> _What you should do_:
Count the lines in the listing below that contain the word "facade" and report that number alone.

> _Data extracts_:

_ _ _ _ _ _ _

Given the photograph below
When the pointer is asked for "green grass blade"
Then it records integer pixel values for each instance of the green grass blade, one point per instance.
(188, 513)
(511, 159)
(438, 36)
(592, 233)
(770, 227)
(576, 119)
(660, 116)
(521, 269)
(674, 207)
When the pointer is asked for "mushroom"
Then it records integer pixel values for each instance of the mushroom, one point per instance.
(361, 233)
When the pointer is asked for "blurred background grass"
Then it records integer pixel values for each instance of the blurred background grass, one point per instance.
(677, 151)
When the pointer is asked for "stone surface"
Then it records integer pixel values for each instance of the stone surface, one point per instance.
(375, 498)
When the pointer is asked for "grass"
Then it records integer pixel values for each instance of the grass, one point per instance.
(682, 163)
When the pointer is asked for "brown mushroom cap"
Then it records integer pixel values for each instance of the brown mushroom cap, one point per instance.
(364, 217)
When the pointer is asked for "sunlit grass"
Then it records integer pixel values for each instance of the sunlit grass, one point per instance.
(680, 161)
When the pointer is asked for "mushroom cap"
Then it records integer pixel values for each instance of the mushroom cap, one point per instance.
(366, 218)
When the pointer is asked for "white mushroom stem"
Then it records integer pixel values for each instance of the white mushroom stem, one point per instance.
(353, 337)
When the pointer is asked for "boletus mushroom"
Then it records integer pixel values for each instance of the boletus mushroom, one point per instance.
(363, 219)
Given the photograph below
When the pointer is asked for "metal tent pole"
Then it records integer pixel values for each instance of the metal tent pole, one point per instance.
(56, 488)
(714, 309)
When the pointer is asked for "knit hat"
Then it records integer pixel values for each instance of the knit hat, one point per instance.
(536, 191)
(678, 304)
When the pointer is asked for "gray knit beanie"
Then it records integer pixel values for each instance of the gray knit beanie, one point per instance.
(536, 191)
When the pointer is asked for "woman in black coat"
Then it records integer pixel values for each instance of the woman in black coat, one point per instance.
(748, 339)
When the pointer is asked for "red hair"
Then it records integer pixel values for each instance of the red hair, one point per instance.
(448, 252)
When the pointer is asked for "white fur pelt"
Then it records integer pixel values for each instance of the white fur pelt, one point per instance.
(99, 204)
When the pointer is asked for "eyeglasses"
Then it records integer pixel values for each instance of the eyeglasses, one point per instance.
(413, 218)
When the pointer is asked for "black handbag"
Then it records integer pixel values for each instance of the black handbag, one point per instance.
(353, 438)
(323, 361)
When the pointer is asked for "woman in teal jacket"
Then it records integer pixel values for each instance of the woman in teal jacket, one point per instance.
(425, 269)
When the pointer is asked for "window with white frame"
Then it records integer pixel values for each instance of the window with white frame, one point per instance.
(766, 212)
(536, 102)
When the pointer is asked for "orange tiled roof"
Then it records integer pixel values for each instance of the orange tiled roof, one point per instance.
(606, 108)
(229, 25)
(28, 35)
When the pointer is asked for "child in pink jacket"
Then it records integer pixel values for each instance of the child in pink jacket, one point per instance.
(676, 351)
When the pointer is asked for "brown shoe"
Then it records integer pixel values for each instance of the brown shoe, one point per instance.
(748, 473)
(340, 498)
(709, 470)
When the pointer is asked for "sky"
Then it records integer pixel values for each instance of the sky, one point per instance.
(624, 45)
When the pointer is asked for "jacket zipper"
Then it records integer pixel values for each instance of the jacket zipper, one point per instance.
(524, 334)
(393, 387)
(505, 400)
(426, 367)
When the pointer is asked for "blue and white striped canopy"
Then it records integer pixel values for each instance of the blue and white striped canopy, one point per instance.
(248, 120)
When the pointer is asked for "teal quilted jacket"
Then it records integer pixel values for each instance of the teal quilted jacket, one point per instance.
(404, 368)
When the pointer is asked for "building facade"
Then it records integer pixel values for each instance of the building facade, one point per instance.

_ _ _ _ _ _ _

> _Your solution_:
2